- _Given request_
Render the entries below as a Markdown table with columns "Number" and "Text", starting at the line that contains "Expected behaviour: the pointer locates the small" and ending at the last line of the entries, with each line numbered and blank lines omitted. Leave the pictures out of the table.

(begin)

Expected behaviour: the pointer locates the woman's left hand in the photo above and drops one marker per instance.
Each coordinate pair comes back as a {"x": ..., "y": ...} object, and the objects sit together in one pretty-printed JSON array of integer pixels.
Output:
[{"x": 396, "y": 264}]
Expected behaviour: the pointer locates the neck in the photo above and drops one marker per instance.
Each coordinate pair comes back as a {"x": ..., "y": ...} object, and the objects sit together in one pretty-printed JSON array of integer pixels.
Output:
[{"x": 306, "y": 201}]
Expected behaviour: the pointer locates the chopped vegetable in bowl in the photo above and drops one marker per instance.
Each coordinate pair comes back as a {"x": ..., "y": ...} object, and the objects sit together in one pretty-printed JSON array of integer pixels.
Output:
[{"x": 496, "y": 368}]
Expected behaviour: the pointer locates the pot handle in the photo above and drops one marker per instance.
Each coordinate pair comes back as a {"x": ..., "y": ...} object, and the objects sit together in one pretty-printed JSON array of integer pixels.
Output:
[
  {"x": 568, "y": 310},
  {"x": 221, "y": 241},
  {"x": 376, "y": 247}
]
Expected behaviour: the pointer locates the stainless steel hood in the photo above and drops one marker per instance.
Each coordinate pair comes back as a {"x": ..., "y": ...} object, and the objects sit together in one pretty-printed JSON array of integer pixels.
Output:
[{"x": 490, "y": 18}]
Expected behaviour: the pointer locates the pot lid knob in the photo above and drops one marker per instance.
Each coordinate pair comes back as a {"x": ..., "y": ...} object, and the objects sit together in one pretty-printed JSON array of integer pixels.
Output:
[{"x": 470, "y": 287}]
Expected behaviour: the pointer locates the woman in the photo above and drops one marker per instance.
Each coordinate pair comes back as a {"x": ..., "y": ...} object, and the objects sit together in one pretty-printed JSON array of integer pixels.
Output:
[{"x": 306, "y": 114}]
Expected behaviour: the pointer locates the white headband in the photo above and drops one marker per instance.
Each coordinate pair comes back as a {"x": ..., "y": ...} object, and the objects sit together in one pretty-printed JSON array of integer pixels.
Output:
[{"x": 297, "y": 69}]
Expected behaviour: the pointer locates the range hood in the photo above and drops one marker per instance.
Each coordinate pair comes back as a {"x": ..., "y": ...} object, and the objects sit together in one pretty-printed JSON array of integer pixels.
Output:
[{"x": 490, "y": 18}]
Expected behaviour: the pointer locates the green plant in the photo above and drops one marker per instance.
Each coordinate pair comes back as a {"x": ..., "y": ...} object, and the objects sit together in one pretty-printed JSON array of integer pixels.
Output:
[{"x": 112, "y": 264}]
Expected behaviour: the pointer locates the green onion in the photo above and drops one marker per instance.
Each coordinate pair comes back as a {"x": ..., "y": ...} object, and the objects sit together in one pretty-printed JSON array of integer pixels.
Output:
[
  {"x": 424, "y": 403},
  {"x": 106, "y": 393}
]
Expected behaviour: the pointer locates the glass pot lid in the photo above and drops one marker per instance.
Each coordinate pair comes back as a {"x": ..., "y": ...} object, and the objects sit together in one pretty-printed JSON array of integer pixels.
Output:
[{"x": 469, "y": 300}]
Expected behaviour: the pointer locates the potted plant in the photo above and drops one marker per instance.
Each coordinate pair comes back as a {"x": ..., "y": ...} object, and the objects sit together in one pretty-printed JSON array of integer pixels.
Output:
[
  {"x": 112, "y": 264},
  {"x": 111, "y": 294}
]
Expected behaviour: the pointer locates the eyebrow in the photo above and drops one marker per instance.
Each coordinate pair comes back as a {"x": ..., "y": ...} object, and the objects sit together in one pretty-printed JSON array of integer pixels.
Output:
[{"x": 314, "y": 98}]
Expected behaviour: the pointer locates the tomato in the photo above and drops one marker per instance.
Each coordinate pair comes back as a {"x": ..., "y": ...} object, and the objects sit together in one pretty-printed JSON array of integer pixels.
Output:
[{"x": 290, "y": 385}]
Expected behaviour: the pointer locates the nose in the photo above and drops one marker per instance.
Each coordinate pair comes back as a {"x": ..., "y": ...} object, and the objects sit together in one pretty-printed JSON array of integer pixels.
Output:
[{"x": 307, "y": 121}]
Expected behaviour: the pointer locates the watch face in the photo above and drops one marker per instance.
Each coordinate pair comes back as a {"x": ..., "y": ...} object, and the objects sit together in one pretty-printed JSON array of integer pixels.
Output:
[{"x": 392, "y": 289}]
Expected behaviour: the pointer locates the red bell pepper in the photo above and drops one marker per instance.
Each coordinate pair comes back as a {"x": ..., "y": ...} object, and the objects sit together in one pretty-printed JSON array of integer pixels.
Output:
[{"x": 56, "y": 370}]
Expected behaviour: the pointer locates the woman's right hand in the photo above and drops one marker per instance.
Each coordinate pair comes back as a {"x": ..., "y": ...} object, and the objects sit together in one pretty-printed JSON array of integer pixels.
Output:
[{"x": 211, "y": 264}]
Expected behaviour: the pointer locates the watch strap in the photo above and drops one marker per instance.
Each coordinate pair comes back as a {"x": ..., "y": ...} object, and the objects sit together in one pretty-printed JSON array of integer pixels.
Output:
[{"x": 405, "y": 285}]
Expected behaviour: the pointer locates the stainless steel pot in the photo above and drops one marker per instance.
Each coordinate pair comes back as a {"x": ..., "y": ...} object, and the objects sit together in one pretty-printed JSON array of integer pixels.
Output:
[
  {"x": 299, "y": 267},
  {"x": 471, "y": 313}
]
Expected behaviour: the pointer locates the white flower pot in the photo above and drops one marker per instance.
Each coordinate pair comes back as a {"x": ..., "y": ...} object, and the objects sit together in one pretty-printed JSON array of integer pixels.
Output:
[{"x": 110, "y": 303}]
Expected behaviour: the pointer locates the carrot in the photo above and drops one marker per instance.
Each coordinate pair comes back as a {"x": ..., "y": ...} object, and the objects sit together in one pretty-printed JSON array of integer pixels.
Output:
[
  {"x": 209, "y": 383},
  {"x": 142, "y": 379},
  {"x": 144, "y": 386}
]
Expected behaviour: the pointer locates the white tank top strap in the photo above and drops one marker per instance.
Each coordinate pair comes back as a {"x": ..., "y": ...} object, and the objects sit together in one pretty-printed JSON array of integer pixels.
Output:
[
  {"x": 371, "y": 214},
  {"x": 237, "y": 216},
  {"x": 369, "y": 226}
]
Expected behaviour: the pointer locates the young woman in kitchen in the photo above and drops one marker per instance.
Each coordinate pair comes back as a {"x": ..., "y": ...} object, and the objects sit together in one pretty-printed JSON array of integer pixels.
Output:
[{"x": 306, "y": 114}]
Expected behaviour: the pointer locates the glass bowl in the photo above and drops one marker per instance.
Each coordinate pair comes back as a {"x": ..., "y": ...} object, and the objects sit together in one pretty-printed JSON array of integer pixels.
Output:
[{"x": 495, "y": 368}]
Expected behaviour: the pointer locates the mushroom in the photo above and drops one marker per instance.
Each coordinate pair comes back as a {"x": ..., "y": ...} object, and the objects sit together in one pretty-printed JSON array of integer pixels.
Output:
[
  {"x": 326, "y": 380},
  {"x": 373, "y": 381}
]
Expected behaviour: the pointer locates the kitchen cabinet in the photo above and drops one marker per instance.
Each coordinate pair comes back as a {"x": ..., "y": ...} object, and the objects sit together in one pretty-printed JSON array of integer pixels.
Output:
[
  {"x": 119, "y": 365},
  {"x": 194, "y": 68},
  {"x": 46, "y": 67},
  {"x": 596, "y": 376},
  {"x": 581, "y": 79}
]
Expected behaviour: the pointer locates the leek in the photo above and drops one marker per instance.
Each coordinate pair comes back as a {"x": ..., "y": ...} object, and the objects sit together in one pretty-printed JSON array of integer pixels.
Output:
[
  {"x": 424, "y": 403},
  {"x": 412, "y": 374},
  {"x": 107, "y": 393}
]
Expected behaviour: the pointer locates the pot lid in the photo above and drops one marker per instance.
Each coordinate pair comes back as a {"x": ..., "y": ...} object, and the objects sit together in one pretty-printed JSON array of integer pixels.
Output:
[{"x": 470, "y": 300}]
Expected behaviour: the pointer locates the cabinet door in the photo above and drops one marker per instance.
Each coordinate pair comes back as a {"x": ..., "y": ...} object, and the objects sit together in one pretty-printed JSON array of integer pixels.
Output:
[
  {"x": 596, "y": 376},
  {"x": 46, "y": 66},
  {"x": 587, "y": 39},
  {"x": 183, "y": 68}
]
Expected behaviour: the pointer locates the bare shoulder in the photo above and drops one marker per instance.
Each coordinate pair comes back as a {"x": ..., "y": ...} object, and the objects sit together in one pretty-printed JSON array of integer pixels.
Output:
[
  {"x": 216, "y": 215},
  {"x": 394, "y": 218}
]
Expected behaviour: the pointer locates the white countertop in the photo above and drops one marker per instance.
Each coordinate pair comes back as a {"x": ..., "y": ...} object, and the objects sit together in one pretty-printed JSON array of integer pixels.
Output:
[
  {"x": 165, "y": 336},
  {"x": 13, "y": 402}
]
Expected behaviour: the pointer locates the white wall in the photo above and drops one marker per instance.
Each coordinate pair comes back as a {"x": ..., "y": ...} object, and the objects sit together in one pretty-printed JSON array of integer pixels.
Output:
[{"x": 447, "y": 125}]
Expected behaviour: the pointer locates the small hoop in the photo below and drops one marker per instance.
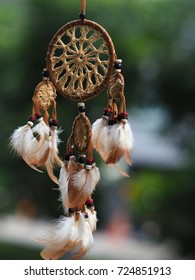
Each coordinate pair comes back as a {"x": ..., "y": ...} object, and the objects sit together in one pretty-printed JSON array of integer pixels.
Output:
[
  {"x": 80, "y": 60},
  {"x": 83, "y": 7}
]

(end)

- _The answer_
| Number | Text |
|---|---|
| 1 | Expected behaviour: the pointer locates the small hoop in the photo below and drops one marker per instance. |
| 2 | Each coordinate pair comes back as a {"x": ..., "y": ...} object, and the objects sit together in one pretty-printed JSON array of integer pixels. |
| 3 | Output: |
| 4 | [ |
| 5 |   {"x": 80, "y": 60}, |
| 6 |   {"x": 83, "y": 7} |
| 7 | ] |